Short task: Transcribe every line of the records below without changing a single character.

Dataset content:
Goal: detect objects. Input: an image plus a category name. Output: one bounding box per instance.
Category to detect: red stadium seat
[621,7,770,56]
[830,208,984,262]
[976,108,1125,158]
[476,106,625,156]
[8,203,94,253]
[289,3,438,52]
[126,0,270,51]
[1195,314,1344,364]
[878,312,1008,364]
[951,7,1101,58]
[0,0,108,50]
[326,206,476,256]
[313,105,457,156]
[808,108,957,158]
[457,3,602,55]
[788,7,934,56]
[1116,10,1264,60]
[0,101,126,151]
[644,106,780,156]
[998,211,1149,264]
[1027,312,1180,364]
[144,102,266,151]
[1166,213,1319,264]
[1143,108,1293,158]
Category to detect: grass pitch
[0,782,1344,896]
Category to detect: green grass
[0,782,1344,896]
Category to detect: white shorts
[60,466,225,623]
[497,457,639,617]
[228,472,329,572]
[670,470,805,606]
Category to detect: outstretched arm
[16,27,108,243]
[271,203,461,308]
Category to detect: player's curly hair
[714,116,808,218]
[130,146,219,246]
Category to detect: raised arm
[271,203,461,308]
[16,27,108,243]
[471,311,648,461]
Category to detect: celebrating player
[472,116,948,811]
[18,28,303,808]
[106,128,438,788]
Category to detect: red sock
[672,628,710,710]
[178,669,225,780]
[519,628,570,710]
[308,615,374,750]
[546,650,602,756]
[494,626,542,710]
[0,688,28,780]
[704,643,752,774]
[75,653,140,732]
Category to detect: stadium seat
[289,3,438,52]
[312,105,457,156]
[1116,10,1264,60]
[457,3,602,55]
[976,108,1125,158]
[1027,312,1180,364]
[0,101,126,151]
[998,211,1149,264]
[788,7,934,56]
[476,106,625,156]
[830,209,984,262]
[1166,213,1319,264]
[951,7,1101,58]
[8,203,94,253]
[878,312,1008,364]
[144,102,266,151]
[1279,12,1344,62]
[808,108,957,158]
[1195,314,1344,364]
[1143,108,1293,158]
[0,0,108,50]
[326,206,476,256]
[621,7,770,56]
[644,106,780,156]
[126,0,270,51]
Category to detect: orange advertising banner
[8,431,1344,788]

Full output:
Goal: detect objects. Input: an image plus a category name. Output: one bounding box per instance.
Category to detect: red stadium seat
[621,7,770,56]
[830,208,984,262]
[976,108,1125,158]
[476,106,625,156]
[8,203,94,253]
[289,3,438,52]
[126,0,270,51]
[1195,314,1344,364]
[878,312,1008,364]
[951,7,1101,58]
[0,0,108,50]
[326,206,476,256]
[313,105,457,156]
[808,108,957,158]
[457,3,602,55]
[788,7,934,56]
[1116,10,1264,60]
[0,101,126,151]
[644,106,780,156]
[998,211,1149,264]
[1027,312,1180,364]
[144,102,266,151]
[1166,213,1319,264]
[1143,108,1293,158]
Category to detect: grass pitch
[0,782,1344,896]
Category to detect: green grass
[0,782,1344,896]
Category to detect: white shorts
[60,466,225,623]
[497,457,639,617]
[228,472,329,572]
[670,470,805,606]
Category to detect: outstretched arm
[16,27,108,243]
[271,203,461,308]
Category to detect: player's curly hair
[714,116,808,218]
[130,146,219,246]
Category to detect: raised arm
[271,203,461,308]
[16,27,108,243]
[471,311,648,461]
Category to detect: celebrating player
[472,116,948,811]
[18,28,303,808]
[106,128,438,788]
Category to detect: red sock
[672,628,710,710]
[178,669,225,780]
[519,628,570,710]
[308,615,374,750]
[546,650,602,756]
[494,626,542,710]
[0,688,28,780]
[704,643,752,774]
[75,653,140,732]
Category to detect: stadium seat
[289,3,438,52]
[312,105,457,156]
[1116,10,1264,60]
[457,3,602,55]
[976,108,1125,158]
[1027,312,1180,364]
[0,101,126,151]
[998,211,1149,264]
[788,7,934,56]
[476,106,625,156]
[830,209,984,262]
[1166,213,1319,264]
[951,7,1101,58]
[8,203,94,253]
[878,312,1008,364]
[144,102,266,151]
[1279,12,1344,62]
[808,108,957,158]
[1195,314,1344,364]
[1143,108,1293,158]
[0,0,108,50]
[326,206,476,256]
[621,7,770,56]
[644,106,780,156]
[126,0,270,51]
Category to detect: orange advertising banner
[8,431,1344,788]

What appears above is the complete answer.